SUPPLIED TEXT
========================================================================

- A North American investment firm’s portfolio company had an infected device for sale on Genesis Market
- Flare detected a bot for sale that contained cookies for a webmail server located inside the company’s internal network, among other banking and payment application credentials
- The infected device’s price was $100 USD, but detecting and notifying the affected organizations prevented thousands, if not millions of dollars worth of damage
Infected Devices are an increasingly common cause of data breaches. Threat actors install Redline/Raccoon malware through phishing emails or malicious ads, then sell access to the “fingerprint” of the browser on dark web markets with the potential to bypass MFA controls and access to all logins stored in the browser. Unlike stolen credentials, identifying infected devices can be challenging since there isn’t a single email associated with them. Instead Flare’s customers use identifiers (search terms) to automatically detect when a bot is for sale containing internal corporate logins saved in the browser.
This success story explains how Flare’s botnet monitoring discovered and alerted a North American investment firm about a bot for sale on the Genesis Market. This bot contained cookies for a webmail server located inside the company’s internal network. Though the infected device’s price on the Genesis Market was only $100 USD, it could’ve caused thousands, if not millions of dollars worth of damage, if it hadn’t been stopped in time.

========================================================================

Source data:

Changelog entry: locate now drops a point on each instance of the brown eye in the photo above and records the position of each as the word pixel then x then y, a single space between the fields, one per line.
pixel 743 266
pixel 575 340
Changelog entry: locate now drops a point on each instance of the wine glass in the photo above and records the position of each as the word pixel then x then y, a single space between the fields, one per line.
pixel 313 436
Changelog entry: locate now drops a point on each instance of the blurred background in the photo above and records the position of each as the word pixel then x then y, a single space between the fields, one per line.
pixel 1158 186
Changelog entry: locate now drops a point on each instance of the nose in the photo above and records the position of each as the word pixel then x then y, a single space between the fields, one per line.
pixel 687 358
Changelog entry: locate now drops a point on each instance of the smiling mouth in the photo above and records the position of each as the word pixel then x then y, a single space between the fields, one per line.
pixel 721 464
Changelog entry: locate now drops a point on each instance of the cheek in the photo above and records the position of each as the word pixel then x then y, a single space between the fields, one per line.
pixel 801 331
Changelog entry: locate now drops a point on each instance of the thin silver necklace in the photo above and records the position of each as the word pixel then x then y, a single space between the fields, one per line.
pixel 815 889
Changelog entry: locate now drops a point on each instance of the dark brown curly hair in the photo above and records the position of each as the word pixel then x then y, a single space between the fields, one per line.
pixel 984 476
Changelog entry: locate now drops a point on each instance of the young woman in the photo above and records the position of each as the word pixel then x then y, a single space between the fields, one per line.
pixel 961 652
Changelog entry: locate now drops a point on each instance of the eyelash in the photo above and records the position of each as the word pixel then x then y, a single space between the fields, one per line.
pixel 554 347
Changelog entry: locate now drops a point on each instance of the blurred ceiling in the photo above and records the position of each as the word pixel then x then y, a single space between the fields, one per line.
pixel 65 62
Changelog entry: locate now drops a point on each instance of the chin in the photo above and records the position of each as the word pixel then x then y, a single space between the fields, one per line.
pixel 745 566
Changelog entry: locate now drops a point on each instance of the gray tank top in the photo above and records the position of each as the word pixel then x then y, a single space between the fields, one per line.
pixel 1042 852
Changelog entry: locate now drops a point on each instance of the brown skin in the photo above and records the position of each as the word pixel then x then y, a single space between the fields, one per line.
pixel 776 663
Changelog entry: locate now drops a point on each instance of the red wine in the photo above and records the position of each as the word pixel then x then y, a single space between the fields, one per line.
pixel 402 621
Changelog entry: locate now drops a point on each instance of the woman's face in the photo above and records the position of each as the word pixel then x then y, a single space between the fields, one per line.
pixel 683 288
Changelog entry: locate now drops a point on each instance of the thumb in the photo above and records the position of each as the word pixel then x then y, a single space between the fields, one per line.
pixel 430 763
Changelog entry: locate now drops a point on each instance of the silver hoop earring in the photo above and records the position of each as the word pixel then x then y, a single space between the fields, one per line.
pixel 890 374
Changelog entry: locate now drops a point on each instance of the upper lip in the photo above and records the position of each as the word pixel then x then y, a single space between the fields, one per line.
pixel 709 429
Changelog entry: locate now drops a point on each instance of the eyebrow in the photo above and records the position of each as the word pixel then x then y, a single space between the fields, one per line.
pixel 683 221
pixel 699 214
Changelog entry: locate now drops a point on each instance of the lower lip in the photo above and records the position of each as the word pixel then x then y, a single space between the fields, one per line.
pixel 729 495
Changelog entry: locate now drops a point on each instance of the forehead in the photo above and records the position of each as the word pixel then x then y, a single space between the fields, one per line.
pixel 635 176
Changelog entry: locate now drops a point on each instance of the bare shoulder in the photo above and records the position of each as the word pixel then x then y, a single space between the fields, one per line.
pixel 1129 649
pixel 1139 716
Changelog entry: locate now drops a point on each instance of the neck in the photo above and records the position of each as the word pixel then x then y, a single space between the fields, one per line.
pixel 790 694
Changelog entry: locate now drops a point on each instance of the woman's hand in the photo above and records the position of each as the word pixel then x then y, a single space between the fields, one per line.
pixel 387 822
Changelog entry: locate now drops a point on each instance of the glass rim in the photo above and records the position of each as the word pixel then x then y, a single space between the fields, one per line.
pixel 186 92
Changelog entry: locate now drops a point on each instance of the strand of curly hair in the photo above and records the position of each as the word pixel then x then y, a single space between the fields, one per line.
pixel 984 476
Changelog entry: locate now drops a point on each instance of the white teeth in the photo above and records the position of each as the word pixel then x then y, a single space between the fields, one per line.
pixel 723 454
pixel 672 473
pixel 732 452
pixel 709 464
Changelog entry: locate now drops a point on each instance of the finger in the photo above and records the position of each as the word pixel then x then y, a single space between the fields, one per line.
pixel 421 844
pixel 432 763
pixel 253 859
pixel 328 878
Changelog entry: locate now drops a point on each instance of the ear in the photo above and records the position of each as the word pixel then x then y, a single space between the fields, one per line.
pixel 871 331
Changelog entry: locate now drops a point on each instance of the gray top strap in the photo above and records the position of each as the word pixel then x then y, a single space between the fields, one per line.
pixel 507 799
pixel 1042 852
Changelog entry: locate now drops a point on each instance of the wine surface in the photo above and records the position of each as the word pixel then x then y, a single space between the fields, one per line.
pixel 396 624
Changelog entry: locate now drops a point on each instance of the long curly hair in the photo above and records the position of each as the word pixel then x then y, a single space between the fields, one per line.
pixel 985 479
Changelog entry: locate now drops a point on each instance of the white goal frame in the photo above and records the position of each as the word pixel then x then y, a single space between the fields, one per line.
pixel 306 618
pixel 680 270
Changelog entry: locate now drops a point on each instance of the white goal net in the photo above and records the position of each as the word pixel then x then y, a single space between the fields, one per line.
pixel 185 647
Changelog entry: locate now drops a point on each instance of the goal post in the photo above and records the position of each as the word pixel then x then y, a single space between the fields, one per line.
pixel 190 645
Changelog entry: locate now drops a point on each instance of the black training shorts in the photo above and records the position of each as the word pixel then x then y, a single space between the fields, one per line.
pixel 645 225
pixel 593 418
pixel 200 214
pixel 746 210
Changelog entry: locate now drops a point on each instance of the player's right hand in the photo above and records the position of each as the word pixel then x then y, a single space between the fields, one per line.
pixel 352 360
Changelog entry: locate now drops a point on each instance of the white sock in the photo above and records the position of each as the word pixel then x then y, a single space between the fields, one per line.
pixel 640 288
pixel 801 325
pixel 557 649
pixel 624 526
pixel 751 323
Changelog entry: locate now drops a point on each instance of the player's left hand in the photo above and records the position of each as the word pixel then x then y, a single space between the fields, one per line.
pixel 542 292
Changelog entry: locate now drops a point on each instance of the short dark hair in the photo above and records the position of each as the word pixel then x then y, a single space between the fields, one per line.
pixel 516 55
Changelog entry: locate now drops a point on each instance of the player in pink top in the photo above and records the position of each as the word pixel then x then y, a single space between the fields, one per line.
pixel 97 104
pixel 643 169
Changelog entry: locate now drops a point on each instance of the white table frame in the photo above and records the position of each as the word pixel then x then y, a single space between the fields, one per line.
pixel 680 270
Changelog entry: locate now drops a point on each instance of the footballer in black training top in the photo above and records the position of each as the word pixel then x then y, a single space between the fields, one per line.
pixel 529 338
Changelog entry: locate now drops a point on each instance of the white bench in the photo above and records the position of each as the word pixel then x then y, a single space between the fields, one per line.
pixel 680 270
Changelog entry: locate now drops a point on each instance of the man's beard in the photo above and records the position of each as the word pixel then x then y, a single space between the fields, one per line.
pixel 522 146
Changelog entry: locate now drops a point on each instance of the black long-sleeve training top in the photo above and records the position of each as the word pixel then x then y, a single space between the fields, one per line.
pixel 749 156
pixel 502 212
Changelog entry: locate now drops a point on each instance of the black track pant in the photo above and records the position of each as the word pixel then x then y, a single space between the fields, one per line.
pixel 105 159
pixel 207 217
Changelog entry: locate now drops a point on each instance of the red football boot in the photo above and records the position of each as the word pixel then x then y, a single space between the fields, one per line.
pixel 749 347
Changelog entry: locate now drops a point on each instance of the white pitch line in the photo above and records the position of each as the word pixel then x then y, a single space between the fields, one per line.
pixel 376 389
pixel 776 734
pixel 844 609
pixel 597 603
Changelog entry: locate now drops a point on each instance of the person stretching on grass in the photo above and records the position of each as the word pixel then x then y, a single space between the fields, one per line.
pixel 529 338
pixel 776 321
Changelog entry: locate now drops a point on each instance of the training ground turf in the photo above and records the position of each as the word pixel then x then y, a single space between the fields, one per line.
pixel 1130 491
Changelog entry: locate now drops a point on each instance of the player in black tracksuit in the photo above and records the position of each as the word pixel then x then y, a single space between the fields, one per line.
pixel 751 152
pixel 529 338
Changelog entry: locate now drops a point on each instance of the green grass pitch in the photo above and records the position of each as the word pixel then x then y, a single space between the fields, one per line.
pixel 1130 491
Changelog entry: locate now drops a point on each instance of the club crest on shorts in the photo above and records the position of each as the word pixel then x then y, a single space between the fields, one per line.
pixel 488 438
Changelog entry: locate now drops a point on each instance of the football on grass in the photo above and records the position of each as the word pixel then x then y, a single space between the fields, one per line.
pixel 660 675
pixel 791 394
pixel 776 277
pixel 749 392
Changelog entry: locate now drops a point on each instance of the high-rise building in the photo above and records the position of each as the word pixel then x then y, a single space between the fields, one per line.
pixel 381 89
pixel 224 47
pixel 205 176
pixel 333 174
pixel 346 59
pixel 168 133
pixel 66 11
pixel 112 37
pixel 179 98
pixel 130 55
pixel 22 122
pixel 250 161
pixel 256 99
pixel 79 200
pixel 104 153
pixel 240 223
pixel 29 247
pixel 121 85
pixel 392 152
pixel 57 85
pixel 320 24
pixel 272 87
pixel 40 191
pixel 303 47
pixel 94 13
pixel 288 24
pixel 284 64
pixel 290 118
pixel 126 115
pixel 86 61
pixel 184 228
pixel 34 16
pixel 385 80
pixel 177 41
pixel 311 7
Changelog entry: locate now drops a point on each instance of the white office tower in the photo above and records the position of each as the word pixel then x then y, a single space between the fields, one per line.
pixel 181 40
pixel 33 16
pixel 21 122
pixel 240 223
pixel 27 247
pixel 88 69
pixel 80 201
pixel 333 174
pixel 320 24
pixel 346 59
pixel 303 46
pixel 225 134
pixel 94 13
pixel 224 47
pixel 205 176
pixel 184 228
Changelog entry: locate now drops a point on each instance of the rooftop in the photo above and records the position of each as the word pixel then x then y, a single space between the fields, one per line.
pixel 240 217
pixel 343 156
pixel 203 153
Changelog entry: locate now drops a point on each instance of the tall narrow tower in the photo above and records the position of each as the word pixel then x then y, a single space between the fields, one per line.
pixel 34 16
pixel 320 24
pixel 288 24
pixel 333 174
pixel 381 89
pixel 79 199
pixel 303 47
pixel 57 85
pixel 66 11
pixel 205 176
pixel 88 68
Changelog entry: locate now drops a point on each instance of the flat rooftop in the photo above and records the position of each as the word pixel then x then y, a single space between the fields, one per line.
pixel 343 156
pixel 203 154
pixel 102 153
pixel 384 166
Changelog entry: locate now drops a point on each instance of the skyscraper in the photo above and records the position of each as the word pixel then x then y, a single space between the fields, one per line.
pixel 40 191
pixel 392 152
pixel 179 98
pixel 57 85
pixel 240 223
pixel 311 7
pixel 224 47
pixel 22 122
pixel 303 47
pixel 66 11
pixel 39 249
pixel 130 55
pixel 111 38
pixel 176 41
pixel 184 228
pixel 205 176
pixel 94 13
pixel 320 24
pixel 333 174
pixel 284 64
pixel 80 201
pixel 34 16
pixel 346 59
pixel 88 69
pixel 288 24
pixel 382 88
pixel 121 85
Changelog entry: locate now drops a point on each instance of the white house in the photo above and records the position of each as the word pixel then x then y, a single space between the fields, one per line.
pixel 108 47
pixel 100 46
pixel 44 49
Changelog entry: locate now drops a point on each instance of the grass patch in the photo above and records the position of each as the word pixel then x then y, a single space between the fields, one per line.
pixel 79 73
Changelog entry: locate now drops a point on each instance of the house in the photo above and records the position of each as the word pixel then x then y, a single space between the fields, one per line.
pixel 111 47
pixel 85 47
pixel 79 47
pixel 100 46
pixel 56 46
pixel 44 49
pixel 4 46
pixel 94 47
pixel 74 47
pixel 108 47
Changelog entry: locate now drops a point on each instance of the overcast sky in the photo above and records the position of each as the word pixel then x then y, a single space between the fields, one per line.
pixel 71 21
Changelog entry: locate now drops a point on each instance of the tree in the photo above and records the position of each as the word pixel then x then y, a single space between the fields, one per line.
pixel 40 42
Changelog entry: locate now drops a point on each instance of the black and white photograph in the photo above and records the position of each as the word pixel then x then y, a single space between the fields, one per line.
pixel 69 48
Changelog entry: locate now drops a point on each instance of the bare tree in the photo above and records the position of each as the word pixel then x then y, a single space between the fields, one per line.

========================================================================

TASK ITEM A
List every proper name of a company, marketplace, or malware that appears in the Flare success story.
TASK ITEM B
Write the next part of the Flare success story, starting after its last sentence.

EXPECTED OUTPUT A
Flare, Genesis Market, Redline, Raccoon

EXPECTED OUTPUT B
With a Digital Footprint Monitoring platform like Flare, organizations can not only monitor these external risks, but also accelerate their remediation and improve the cybersecurity team’s cost-effectiveness and efficiency.
A Single Cookie or Email Login Can Lead to a Massive Data Breach
Genesis Market is an online marketplace that sells sensitive information like login credentials. After launching in 2018, it has played a role in several large cyberattacks. In June 2021, malicious actors breached video game publisher Electronic Arts, with access through a bot sold on the Genesis Market, resulting in the loss of source code.
Initially, threat actors entered the company’s Slack workspace, an internal messaging system, through a cookie (sold for $10) giving access without additional authentication. From there, they maneuvered through levels of access with social engineering techniques, until they reached source code.
Flare began monitoring this market in February 2020, as we noticed an uptick in traffic and number of listings for sale. Genesis Market lists more than 400,000 bots for sale from over 200 countries, with 800 new listings added per day. This research and intelligence report on the exchange of infected devices are a part of Flare’s commitment to stay at the forefront of cyber threats gaining popularity among threat actors. These data sources are included in our continuous monitoring.
This incident shows that even basic access like employee Slack or email is more than enough leverage into elevated access that can lead to serious consequences like data breaches.
How Flare Helped
A large investment firm in North America prevented a potentially catastrophic network intrusion for one of its portfolio companies.
The Flare platform detected a bot for sale on Genesis Market, and it contained cookies for a webmail server located inside the company’s internal network, among other banking and payment application credentials. The Red Teamer had a high level of confidence that the infected computer belonged to an employee because of the specific subdomain in the Genesis listing (webmail.companyname.com).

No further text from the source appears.